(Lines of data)
— BEGIN —

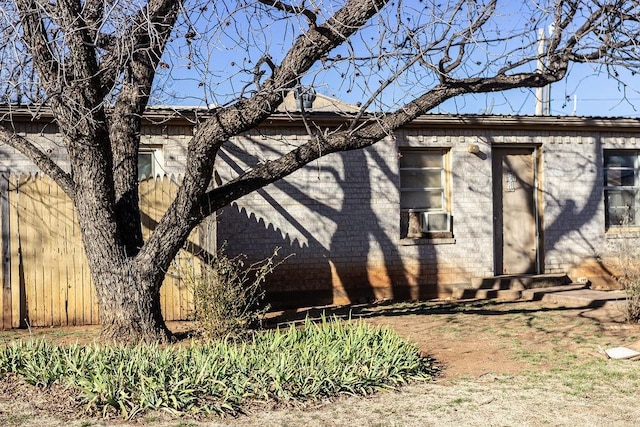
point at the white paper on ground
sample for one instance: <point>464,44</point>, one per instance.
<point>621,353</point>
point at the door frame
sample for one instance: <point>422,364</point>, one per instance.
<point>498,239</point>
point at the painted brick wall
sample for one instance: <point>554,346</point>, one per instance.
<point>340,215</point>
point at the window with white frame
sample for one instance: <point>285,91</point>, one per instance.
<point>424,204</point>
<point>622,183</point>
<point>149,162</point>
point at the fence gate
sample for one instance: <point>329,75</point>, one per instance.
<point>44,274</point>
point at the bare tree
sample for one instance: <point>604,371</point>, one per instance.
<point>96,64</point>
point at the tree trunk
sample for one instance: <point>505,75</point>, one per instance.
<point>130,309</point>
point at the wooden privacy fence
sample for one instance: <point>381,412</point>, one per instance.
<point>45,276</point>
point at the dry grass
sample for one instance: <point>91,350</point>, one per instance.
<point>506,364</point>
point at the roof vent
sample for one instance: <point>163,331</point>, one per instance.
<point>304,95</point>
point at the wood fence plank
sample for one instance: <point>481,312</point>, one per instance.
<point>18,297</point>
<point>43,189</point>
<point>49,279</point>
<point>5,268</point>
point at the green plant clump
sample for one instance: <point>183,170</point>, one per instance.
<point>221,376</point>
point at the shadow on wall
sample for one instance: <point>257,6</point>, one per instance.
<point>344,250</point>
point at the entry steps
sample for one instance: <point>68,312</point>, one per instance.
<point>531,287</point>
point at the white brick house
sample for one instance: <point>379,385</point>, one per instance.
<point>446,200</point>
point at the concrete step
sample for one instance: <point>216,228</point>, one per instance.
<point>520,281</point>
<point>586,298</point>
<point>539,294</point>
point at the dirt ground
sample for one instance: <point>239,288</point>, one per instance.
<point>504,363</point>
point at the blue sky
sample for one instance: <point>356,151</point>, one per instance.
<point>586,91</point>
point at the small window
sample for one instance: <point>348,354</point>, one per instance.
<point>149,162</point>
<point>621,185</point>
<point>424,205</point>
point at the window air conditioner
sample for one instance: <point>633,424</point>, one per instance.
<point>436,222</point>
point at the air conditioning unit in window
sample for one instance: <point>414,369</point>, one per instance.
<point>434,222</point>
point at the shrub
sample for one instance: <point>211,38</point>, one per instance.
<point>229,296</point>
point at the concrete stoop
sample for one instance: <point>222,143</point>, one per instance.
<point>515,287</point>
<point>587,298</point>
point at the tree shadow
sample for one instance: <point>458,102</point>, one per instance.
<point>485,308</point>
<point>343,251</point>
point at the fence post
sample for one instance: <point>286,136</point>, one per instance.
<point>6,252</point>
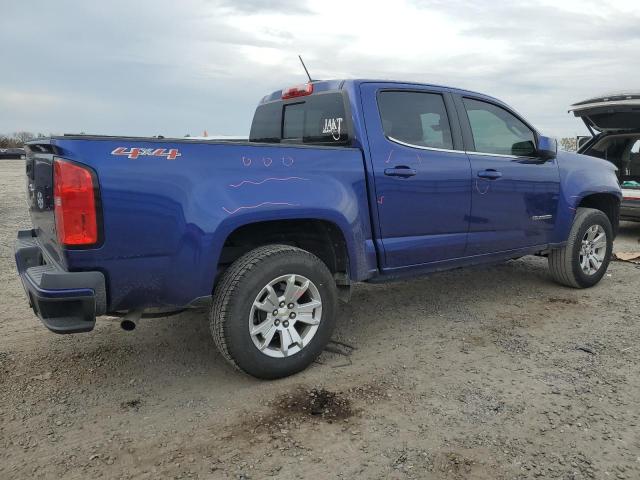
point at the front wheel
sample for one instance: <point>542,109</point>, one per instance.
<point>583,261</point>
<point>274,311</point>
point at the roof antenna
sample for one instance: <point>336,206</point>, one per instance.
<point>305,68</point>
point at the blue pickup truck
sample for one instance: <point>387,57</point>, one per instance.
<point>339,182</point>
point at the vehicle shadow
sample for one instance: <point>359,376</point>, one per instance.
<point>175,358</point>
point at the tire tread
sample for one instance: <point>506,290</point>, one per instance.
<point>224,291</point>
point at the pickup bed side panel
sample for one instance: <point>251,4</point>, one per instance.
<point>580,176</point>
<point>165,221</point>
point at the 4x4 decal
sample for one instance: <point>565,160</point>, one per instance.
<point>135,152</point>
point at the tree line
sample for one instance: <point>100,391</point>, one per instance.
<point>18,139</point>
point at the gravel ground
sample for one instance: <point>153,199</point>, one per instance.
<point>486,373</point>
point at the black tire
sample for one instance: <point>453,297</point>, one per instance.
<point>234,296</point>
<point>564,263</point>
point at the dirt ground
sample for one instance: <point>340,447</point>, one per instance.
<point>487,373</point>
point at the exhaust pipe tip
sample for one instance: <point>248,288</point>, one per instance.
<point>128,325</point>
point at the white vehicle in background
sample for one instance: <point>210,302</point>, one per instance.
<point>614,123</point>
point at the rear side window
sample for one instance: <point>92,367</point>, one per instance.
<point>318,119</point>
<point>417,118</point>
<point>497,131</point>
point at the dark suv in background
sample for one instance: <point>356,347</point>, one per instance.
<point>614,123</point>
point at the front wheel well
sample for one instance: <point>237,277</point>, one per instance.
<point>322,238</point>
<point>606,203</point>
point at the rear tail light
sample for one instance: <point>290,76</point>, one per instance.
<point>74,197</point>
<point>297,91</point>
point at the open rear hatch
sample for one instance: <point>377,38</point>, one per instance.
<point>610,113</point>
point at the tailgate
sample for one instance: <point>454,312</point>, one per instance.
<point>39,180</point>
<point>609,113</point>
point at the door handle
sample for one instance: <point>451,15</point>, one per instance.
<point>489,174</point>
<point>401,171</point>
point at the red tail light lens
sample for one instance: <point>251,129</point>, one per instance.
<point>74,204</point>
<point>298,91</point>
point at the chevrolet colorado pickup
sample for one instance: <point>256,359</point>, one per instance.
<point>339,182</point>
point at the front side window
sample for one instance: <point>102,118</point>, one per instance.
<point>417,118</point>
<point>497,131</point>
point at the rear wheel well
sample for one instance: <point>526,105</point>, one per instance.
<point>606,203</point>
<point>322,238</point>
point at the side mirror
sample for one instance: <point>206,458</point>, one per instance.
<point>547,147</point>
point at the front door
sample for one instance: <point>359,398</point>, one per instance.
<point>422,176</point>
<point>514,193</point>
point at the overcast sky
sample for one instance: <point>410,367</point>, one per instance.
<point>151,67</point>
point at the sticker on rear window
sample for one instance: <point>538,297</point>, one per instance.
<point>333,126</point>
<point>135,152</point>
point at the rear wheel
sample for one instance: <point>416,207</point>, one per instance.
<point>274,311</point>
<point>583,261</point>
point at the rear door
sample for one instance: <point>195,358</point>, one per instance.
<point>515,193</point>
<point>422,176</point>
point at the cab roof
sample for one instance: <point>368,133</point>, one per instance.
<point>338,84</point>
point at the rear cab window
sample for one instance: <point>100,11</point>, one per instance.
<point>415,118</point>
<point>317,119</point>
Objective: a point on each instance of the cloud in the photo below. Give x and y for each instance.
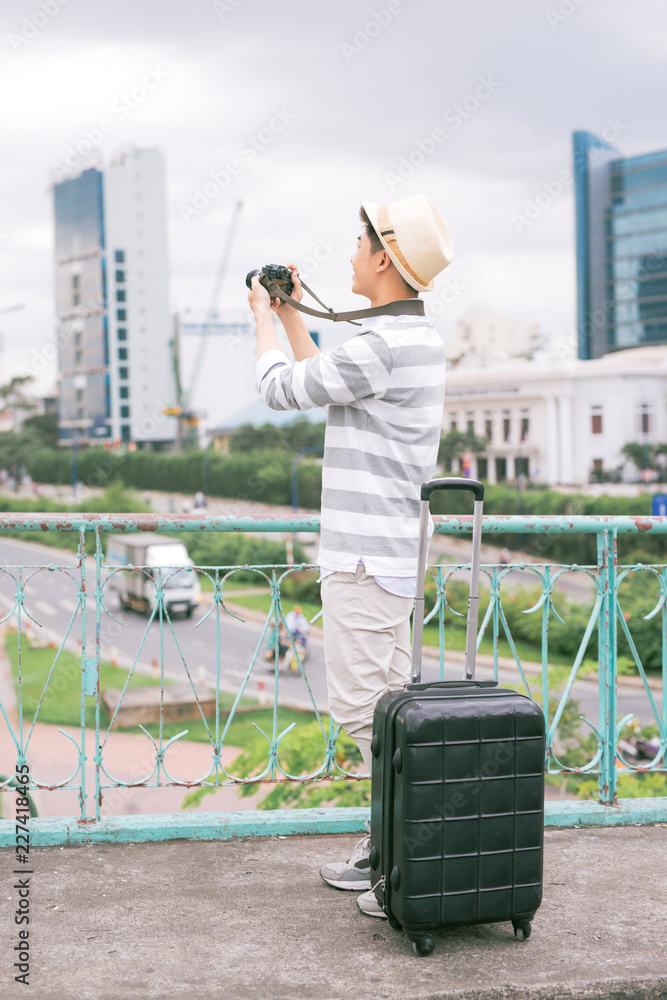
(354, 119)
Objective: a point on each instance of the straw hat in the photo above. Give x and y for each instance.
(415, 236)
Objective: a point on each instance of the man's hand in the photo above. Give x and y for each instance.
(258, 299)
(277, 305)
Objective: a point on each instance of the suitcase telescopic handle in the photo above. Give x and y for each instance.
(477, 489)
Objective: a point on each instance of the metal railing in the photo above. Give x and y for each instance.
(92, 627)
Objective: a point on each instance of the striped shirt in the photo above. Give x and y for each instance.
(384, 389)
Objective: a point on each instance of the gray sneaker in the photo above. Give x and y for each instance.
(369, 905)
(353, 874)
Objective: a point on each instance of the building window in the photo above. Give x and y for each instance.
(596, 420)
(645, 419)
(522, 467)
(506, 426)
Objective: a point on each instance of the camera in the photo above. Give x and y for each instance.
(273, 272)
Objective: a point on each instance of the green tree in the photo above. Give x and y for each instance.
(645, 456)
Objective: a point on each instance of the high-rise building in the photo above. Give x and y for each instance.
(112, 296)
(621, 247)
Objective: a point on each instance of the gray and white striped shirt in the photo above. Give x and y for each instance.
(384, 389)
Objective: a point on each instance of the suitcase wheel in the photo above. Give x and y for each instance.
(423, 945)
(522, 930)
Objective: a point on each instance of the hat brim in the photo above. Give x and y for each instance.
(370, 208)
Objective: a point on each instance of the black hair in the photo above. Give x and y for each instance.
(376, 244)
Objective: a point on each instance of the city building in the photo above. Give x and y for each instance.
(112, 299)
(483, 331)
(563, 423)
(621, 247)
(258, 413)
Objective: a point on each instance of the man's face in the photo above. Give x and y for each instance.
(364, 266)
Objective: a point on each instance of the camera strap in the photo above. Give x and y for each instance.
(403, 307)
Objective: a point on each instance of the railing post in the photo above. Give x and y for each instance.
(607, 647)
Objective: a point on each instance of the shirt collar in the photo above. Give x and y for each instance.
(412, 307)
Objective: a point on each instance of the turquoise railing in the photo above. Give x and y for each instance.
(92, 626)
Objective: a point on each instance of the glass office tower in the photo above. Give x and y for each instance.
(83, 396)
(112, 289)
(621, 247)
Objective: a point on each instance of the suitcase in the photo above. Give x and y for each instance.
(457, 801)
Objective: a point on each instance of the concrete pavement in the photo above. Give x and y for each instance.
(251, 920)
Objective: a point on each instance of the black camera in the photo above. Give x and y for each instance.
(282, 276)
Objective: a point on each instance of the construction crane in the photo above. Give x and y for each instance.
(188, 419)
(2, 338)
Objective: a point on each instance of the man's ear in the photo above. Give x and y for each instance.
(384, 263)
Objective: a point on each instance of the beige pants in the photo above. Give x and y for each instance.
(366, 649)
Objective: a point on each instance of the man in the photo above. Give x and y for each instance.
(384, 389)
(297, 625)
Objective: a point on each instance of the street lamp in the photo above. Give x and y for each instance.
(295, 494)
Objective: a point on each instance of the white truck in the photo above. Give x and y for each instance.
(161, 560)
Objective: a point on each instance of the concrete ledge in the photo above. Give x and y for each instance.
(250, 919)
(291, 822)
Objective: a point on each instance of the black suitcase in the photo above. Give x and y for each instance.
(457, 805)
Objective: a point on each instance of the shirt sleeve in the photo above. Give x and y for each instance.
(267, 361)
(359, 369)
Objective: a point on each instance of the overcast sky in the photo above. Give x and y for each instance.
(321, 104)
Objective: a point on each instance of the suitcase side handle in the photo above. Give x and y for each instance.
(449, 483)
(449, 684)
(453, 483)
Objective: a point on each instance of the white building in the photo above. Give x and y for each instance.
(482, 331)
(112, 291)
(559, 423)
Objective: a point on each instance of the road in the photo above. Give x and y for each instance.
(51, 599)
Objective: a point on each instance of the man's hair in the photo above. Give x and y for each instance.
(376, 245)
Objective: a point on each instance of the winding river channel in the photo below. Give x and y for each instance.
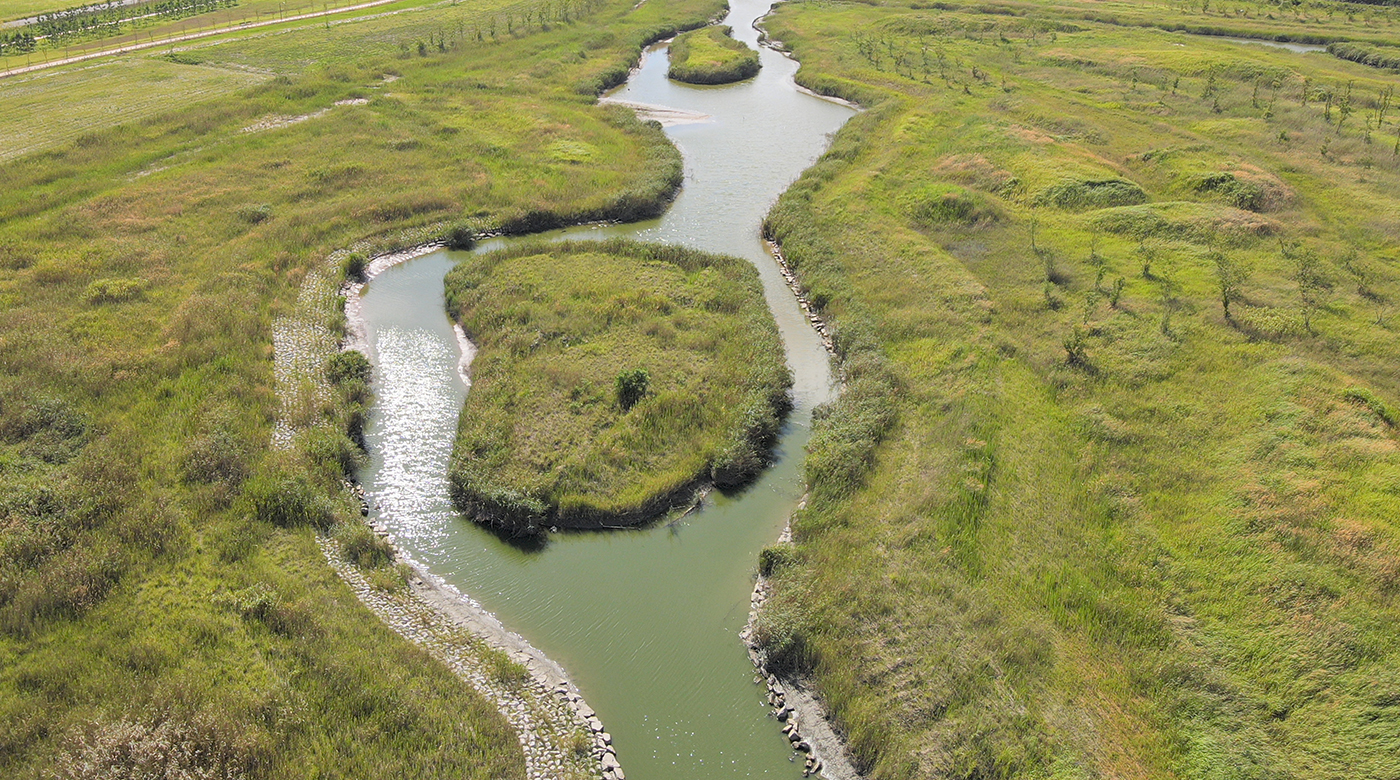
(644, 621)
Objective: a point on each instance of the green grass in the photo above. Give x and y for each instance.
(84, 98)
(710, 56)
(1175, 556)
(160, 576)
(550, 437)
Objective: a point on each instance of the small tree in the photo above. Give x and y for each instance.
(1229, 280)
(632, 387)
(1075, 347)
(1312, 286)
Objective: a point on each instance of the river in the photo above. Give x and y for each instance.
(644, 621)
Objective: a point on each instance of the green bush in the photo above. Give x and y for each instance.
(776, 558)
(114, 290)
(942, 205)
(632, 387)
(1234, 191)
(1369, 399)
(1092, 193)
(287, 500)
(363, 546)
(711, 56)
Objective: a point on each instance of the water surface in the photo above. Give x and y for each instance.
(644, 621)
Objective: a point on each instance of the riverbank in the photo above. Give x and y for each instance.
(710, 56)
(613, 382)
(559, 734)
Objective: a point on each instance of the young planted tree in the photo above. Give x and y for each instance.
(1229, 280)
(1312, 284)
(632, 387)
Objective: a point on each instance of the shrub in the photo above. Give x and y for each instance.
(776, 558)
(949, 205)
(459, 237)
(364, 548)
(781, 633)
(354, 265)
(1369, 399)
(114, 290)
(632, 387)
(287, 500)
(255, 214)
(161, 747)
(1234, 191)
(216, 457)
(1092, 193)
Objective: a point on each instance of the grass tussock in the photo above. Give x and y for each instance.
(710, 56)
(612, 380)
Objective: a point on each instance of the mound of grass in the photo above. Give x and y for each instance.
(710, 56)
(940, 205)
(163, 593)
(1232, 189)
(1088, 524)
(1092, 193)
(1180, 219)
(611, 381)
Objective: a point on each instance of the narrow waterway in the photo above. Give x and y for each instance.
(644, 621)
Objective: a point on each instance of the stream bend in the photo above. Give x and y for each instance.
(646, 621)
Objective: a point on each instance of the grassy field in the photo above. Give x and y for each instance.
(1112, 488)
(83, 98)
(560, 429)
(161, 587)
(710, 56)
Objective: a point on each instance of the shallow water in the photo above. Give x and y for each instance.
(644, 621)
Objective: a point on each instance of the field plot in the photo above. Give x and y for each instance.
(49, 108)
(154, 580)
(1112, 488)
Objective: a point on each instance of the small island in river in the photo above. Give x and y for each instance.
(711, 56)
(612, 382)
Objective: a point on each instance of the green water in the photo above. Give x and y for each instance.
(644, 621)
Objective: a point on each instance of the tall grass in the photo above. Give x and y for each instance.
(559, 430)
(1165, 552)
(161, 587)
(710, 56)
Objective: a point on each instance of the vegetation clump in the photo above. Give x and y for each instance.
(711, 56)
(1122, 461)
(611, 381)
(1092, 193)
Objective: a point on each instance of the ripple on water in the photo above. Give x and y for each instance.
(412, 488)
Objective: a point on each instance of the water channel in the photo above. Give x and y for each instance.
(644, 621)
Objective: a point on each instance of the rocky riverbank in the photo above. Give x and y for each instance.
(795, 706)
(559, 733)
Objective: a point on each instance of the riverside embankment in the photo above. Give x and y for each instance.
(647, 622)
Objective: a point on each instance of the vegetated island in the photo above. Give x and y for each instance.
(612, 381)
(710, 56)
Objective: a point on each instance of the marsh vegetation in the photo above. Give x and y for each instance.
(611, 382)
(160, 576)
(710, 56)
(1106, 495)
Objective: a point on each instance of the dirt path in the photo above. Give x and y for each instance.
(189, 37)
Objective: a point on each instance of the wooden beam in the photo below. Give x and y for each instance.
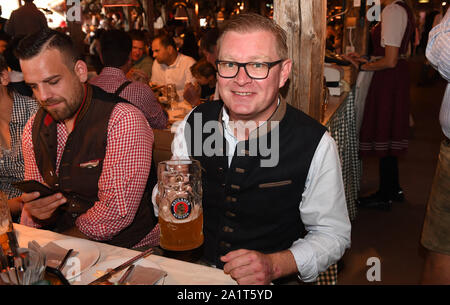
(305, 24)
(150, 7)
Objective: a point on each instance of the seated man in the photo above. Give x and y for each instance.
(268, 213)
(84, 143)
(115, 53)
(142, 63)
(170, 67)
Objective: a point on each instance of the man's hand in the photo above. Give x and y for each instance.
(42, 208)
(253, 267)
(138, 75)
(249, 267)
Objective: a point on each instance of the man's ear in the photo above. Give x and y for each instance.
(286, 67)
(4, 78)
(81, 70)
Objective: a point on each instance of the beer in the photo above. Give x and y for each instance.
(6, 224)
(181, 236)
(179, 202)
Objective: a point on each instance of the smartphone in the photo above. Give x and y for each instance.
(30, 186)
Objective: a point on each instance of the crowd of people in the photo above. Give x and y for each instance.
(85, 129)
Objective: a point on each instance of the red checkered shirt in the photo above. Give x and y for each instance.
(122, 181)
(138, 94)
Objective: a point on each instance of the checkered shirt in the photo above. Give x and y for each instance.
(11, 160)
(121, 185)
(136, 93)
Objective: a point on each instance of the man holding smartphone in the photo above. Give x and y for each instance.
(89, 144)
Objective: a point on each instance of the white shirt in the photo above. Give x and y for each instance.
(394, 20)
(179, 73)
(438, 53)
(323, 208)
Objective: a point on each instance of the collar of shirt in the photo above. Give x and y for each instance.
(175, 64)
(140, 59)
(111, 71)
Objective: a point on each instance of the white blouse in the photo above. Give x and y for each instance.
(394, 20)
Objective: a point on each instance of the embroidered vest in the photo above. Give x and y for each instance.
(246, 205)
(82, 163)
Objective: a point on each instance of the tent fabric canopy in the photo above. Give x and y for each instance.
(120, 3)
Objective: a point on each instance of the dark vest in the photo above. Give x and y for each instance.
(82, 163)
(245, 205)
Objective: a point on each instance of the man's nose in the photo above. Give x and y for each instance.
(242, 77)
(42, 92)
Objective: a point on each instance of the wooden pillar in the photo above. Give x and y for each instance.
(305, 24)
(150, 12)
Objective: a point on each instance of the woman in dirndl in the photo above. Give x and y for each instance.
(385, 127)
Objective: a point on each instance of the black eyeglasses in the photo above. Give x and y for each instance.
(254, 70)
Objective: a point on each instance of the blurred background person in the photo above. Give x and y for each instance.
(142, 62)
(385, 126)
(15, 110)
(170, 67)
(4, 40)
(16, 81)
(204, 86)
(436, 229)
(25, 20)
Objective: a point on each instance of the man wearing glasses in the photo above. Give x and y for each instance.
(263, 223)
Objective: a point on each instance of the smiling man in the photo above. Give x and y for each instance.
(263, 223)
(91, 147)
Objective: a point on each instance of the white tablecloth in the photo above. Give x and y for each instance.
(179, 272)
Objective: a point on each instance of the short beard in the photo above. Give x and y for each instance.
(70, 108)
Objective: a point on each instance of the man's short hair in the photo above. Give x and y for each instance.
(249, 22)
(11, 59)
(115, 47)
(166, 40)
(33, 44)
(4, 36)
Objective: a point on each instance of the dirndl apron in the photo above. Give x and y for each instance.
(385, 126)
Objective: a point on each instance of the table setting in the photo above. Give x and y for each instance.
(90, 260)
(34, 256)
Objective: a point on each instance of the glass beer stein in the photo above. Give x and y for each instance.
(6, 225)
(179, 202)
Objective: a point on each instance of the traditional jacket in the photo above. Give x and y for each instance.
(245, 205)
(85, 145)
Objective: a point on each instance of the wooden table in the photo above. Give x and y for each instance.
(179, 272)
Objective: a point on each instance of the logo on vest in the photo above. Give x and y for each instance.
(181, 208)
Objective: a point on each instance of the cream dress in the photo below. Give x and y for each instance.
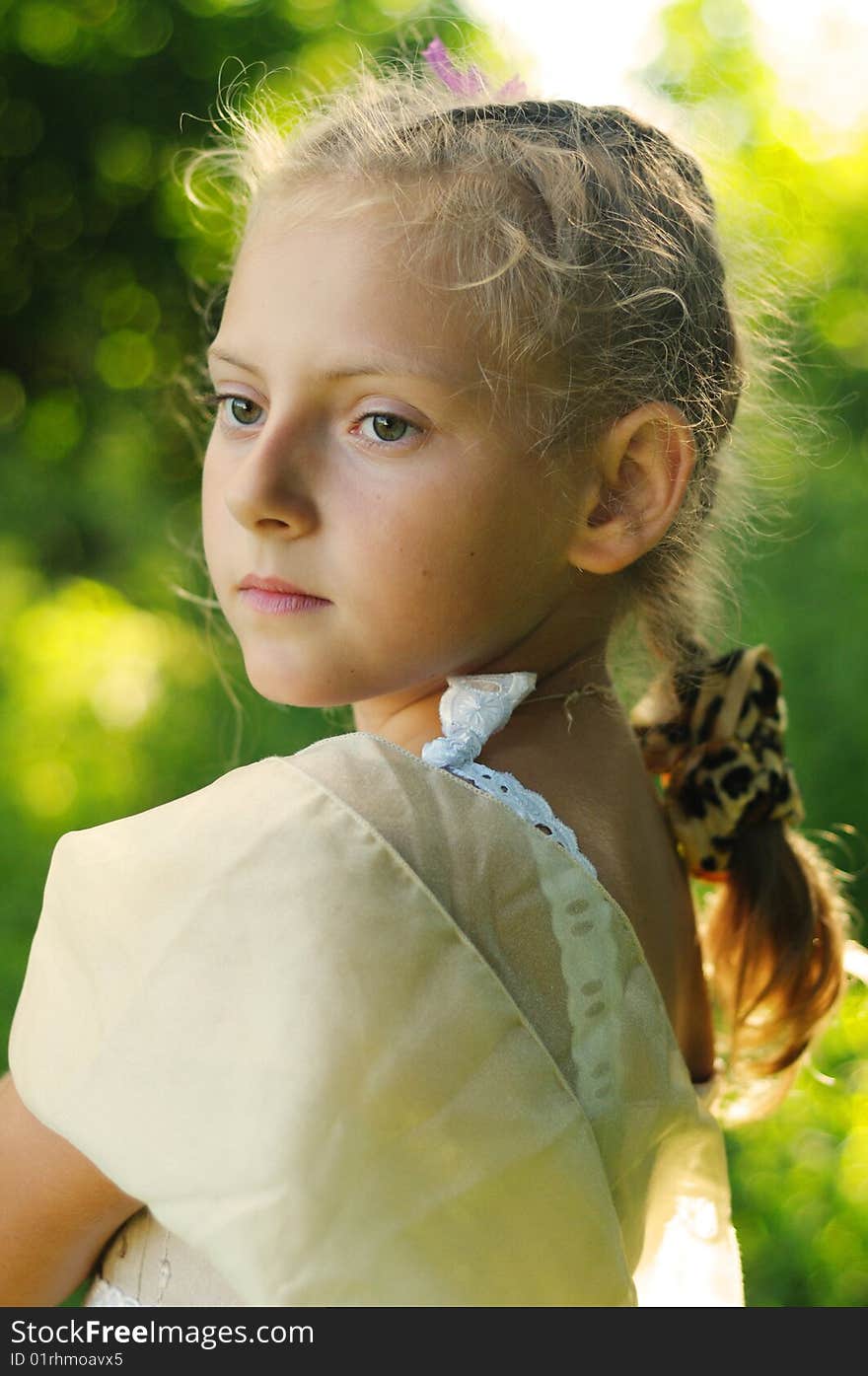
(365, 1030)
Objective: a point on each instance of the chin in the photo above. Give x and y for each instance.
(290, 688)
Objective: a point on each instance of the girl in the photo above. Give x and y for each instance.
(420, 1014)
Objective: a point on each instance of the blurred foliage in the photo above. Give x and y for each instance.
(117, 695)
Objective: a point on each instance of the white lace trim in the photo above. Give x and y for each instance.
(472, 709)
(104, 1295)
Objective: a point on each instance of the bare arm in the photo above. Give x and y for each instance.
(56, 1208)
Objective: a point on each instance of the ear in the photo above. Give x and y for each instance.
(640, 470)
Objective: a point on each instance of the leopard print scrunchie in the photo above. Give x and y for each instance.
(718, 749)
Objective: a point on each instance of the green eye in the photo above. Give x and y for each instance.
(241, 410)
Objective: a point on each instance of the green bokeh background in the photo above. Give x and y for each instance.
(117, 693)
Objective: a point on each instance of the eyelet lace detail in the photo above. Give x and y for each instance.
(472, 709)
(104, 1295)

— END —

- Problem to solve: Exactly and only the lines from the line containing "Objective: a point on each instance of the white lace" through the last line of the entries should be copied, both ends included.

- Answer in full:
Objective: a point on each instance of the white lace trim in the photo above. Give x and y for each instance.
(472, 709)
(104, 1295)
Objective: a point on each instance of the bare arm in the photo above. Give x and y for each instance.
(56, 1208)
Objective: a point on each instance of the ear in the photo above. Give x and y for each instance.
(640, 470)
Objective: a point on each instance of the leopard print scrunchie in the photo above. Give x and y for each instance.
(718, 749)
Objective: a point on each instance of the green eye in the photo above. Give x and y for each instance.
(241, 410)
Objective: a point on each instance of the green bokeh background in the photo above. Give x and y for each instance.
(117, 693)
Objective: a point on each instance of the eyelet lace detail in the photo above. Give x and y for each instance.
(472, 709)
(104, 1295)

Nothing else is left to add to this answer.